Happy Fourth of July!

Friday, June 21, 2024

URBAN LIFE



Flaneur: the French word for a cool, aloof observer of urban life

Do you know someone who fits that description? Are you? If you've eaten in an older Parisian cafe, you could be a flaneur because the mirrors placed at table level all around the room allow you to glance at other patrons. If you have watched any of the Bridgerton series, you will recognize the promenade of the upper class in the city parks who want to be seen by others. You may notice a solitary figure there who is amused by the sight. Today, few people have the time or interest to be part of such a parade, but if you spend time on social media, you could be today's version of a flaneur.



I think of myself as a flaneur when I bring out my sketchbook, and my new fountain pen, and try to catch the expressions or appearance of someone nearby. I'm also a window flaneur. From our eighth-floor windows, I can see a tai chi group that meets every weekday morning. I watch as they slowly move from one pose to another and swing their swords around them. I notice the young couple in morning sweats with their dog hopping along beside them as they jaywalk across the street. The man sitting on the park bench each morning feeding the seagulls reminds me of the old woman in the movie Mary Poppins who sits and feeds the birds. Often I see groups of girls walking briskly down the path, phones out, yoga mats tucked under their arms, ready for their morning workout.





When I walk into a cafe in our neighborhood, I see rows of people with the same posture, hunched over their computers, their backs to the windows or walls. Their common concentration on their screens reminds me of old movies with views of business offices where numerous clerks sit at desks working over typewriters in unison, the motion of their hands on the keys like an orchestra making music together.


I don't think of myself as cool or aloof, but I do enjoy observing urban life and recording what I see. Drawing from above everyone is a challenge that I'm just beginning to try. The perspective is very different than the one I see when I am sitting in a cafe observing other people on the same plane as I am. My drawings are awkward as I try to understand the difference. From my seat at ground level, I capture my delight in the wagonloads of toddlers being transported to the Children's Park across the street from our apartment. 







Friday, June 14, 2024

CHANGE IN THE WEATHER



Day one of the first heat wave:

I used to love the first day of an early heat wave in the East Bay with still enough moisture in the air to be manageable unlike summertime when the temperature stays above 100 degrees for days and sucks the moisture out of the air and energy out of my body. During the first day of the first heat wave, I got on my gardening clothes and my clogs and relished digging in the garden when it was 90 degrees. I liked the heat on my back and the sweat that came as I worked to pull out dead plants and replace them with new ones. That first day brought the knowledge that California's rainy season was over. When I finished, I liked to stand in the shade admiring my work as a slight breeze wafted across the yard.

Day two of a heat wave:

Enough of the heat. I pulled the shades and windows closed till late afternoon. I stayed inside in darkened rooms hoping that the heat would cool down at sunset as it often does in California. I was in an endurance race with heat that drained me, and I dreamt of sitting in a metal tub of cold water like my sister and I used to do as children.

◆ **Input records**:
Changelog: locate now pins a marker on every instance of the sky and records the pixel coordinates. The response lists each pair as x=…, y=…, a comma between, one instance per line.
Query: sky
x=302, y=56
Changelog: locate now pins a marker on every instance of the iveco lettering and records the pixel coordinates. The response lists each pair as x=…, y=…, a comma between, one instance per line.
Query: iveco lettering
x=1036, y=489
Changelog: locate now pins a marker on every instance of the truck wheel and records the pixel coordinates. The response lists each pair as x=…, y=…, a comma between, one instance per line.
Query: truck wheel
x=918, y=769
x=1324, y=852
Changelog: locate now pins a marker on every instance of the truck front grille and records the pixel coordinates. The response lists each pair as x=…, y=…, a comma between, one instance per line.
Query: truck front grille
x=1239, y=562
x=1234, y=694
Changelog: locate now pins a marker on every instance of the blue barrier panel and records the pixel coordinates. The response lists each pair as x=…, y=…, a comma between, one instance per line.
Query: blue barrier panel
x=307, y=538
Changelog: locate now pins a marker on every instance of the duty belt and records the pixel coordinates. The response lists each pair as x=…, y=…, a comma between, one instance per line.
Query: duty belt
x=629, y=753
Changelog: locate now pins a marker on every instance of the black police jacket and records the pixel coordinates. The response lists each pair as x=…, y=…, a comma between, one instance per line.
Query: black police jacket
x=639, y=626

◆ **Set tasks**:
A. Express the records from the line containing "of the blue" through the end of the records as a two-column CSV with the columns request and answer. Give one row per request, putting each value in a single quoted field with line breaks replaced by spaces.
B. Write the next part of the blog text on urban observation and the heat wave, picking up from its final sentence.
The records are unrelated to the blog text.

◆ **Exercise results**:
A.
request,answer
"Changelog: locate now pins a marker on every instance of the blue barrier panel and records the pixel coordinates. The response lists each pair as x=…, y=…, a comma between, one instance per line. Query: blue barrier panel","x=307, y=538"
"Changelog: locate now pins a marker on every instance of the duty belt and records the pixel coordinates. The response lists each pair as x=…, y=…, a comma between, one instance per line. Query: duty belt","x=629, y=753"
"Changelog: locate now pins a marker on every instance of the black police jacket and records the pixel coordinates. The response lists each pair as x=…, y=…, a comma between, one instance per line. Query: black police jacket","x=639, y=626"

B.
I don't miss gardening (except when I step into a friend's lushly planted garden by the Carquinis Straits) or when I walk through the plant selection in a gardening store. (What am I doing in a gardening store when we have no place to plant a plant?)  I don't miss the upkeep of a big house. Our apartment with two bedrooms, two baths, kitchen and living room is just the right size for now (but without a room for a studio or a balcony for outside sitting). 





Our new place will have sunny windows that will give us a place for a plant or two. I carried two indoor plants from our old house throughout our moves this year. One, an Areca Palm, has been with us for almost 30 years and is a survivor. I had to place it outside our old house because our cats loved to chew on its leaves. The plant stayed under an overhang, facing east, all year long through freezing cold and heat waves. It has adapted well to indoor life in San Francisco throwing out new shoots and flower buds. If you look closely at the palm, you will also see the remains of a bird's nest tucked into the middle of the stalks of the plant. A finch attempted a nest there for several years. All that is left is the carefully constructed nest. I've thought of re-potting the plant but decided against it. It is doing fine without my meddling.



We are coming up to a year of being vagabonds. We sold our house last June, wandered to the beach for a while, considered Minnesota and Colorado, moved to San Francisco, bought a condo, traveled to Portland, and discovered a city that might be a better place for us or maybe even Seattle, which made us think over our San Francisco decision for a minute.

We are glad we have had the time to consider and discover where and what we want at this point in our lives. We are staying right here in the Bay Area. If I'm repeating some themes in my posts lately, it is because we continue to rethink our priorities, interests, and assumptions each week, each day. Just like during the days of the heat wave, our minds are contemplating the good and bad of each decision. A couple of friends suggested that we have carried our home on our backs like snails and turtles and that we will make a home wherever we decide to stay.


Friday, June 7, 2024

PRINTMAKER'S ART

a page from an incomplete book about language by Martha Slavin.
Printing techniques include letterpress and wood stamps

Words:
Japanese/nihongo
Learning a new language feels like illiteracy.
Some people have an ear for language
while others flounder & rail
grasping a few words here and there.
Nothing makes sense
but facial expressions & hand gestures.
Even these can mean something
entirely different in different cultures.

When we were living overseas, I sometimes cringed when I saw the invasion of the worst of American culture, instead of its best. McDonalds, KFC, and rock and roll were everywhere while supplanting the goods and culture of the local society. In return, Western culture, especially the art world, has absorbed Eastern influences like yoga, martial arts, and sushi. One artistic endeavor, woodblock printing on cheap paper, helped to create the Impressionist movement when the woodblock prints arrived in Europe as wrapping paper for goods shipped from Japan in the 1800s. The use of black outlines, strong colors, asymmetrical compositions, and exaggerated facial expressions in these Japanese prints appear in the works of one of my favorite artists, Toulouse-Lautrec, who like Degas, Van Gogh, and Manet incorporated the design principles discovered on these humble prints.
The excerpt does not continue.